Corrections to other posts: best practices?

@eskimo-kidnap, I do not understand much of the code but it is apparent that @stevengj did all the hard work, you added one line close(fle) to it, and you attributed to yourself the solution of your own question? Sorry if I got it wrong. I will gladly delete this post.

I wouldn’t worry about this; the important thing is that someone searching for this thread finds the best solution. He clearly credits me in any case.

(Regardless, I would be happy to amend have amended my post to add the close line.)


The problem is that there was a bug which would cause an unremovable corruption of the Julia runtime - you cannot simply close the file descriptors retroactively, hence you wouldn’t be able to open any new file.

I wanted anyone who would search for the solution to find the fixed one without reading the whole thread. If I was able to edit @stevengj 's reply, I would have done it right away, but community rules simply do not allow me to do so and this was the best solution I could find.

Now that @stevengj edited his original post please feel free to delete my comment if you wish to. I did now want to steal anyone else’s work, nor did I want to steal anyone else’s “solution” flag. My only goal was to prevent other people to run into the same issue as me.


Sorry it does not make sense. Proper way is to notify the author, he does the correction himself and you flag it as a solution. Simple.

Well this does not give much more sense to me:

  1. I do not find it very polite or effective to chase the author “could you please correct this one line of your code” when I know the exact fix. The order of actions you propose (A notifies B of a bug, B checks the code himself and does an edit, A checks that the solution works, A marks correct answer) is 4 times longer than editing it myself and includes twice as many people
  2. Even though the author is very active on the forums, he could simply miss my reply and not make the necessary correction. What then? Pinging him over and over until the solution appears?

########################################

▸ **Goals**:
1 > Answer these questions from the thread about correcting other users' posts.
(a) Which line did @eskimo-kidnap add to the code?
(b) What does the thread say the bug would cause in the Julia runtime?
(c) How many times longer than editing it oneself is the proposed order of actions said to be?
2 > Write the next reply in the thread about correcting other users' posts, picking up after its final point.

▸ **Source material**:
########################################

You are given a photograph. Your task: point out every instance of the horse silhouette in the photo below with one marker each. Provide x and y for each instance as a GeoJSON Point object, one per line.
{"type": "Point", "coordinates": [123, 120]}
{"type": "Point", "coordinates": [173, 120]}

########################################

▸ **Answers to the tasks**:
1 >
(a) close(fle)
(b) An unremovable corruption of the Julia runtime, so that no new file could be opened.
(c) 4 times longer.

2 >
  3. I think the author has better things to do, especially when the solution is quite simple

If I can repair something myself, I don’t know why should I bother others to do it for me. For me this makes perfect sense.

The goal of this forum is to provide effective and fast solutions to people’s problems in shortest time possible with minimum surplus effort - please correct me if I am wrong.

There are at least three options here, and they all seem fine to me:

  1. Post an updated version of the code with the fix, clearly noting that it is a correction. As long as the original source is attributed, I don’t see a problem with “stealing credit”.

  2. Post the diff — for small changes, just reply and say X should be corrected to Y.

  3. Hope that the original author edits the original post with the correction — this will often follow from (2). (Or you could try private communications, but this is less common and may be less likely to get a response.)

I think option (2) is probably the most common practice for longer code blocks, and often results in (3). Option (1) seems more common for few (< 5) line snippets.

In any case, when option (1) is done in good faith and with a clear link to the original, as is the case here, I think it’s fine — perhaps suboptimal in verbosity, but I don’t think it’s cause for calling out the author of the correction post.


Thank you for making things clear.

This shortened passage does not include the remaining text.